● **LISTED ENTRIES**

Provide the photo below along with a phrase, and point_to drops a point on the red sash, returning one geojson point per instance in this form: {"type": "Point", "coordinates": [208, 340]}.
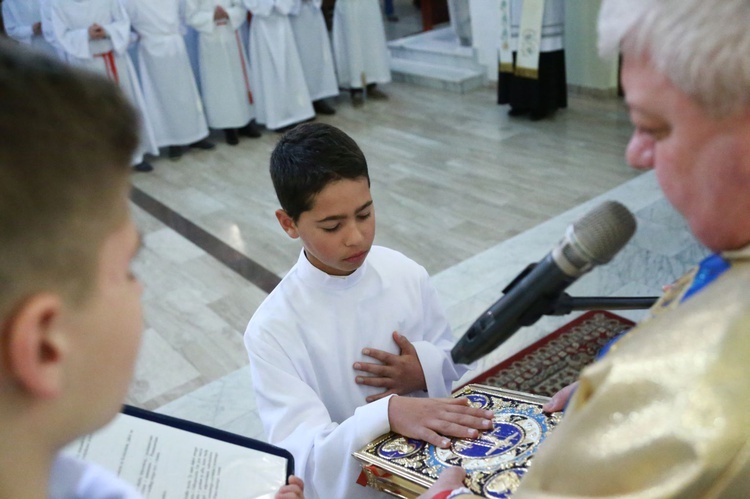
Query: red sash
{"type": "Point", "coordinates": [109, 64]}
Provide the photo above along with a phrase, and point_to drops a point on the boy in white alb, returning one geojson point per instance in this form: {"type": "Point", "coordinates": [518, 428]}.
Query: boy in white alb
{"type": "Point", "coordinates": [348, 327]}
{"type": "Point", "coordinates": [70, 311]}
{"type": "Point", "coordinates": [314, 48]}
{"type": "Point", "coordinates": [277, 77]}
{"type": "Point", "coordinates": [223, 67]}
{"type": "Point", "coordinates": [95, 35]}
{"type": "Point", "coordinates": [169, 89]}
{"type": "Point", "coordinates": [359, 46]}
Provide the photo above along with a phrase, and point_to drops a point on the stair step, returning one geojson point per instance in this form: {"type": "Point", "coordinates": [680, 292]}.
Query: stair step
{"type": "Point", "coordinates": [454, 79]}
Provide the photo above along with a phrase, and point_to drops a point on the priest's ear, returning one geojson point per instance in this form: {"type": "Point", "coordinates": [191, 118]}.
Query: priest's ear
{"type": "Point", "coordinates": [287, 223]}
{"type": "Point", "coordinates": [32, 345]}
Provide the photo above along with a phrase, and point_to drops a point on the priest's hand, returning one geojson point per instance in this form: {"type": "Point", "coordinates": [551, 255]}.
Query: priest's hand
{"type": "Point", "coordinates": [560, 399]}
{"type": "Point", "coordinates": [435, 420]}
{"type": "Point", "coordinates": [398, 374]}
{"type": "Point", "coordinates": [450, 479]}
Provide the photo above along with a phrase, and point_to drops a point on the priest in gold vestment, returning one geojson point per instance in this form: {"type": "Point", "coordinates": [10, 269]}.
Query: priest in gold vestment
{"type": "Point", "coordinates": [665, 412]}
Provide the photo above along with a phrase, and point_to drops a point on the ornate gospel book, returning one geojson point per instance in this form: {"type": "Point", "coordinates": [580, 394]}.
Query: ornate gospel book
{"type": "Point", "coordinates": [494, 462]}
* * *
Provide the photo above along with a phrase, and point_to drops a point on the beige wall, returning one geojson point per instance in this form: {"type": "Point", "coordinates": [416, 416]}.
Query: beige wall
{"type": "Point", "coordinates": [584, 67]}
---
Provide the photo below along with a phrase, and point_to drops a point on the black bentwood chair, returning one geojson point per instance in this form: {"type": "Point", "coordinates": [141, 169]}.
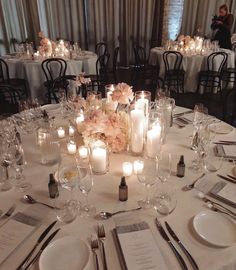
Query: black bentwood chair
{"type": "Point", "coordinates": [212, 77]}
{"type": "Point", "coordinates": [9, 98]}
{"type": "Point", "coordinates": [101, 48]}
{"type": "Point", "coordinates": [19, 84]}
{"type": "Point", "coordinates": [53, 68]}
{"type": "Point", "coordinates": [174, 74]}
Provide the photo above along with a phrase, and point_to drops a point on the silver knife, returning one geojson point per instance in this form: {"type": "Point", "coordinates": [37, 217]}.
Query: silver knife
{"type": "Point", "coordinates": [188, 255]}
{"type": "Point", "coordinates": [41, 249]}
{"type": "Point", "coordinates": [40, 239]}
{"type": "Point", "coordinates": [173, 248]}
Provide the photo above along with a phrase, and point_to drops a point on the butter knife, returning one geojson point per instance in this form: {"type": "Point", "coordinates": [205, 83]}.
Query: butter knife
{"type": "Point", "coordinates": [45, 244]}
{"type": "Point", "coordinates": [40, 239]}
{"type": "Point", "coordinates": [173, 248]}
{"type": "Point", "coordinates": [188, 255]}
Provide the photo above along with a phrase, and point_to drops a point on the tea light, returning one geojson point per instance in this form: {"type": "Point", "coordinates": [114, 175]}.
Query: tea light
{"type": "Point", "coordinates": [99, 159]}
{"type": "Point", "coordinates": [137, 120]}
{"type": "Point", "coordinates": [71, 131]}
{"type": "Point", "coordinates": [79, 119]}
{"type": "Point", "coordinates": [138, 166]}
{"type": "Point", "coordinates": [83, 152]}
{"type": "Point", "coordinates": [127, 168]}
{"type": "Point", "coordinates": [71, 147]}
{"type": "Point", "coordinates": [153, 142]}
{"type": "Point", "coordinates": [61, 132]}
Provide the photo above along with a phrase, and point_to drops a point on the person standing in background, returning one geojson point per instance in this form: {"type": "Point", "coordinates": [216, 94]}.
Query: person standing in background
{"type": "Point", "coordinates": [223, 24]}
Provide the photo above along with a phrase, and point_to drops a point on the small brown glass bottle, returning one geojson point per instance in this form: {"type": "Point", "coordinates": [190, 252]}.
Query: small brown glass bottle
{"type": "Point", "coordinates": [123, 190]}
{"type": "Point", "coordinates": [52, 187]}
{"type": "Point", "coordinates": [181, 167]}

● **AIM OF THE TASK**
Report how many lines in the records above contain the word "wall". Give only the number.

● **ANSWER TO THIS PROBLEM**
2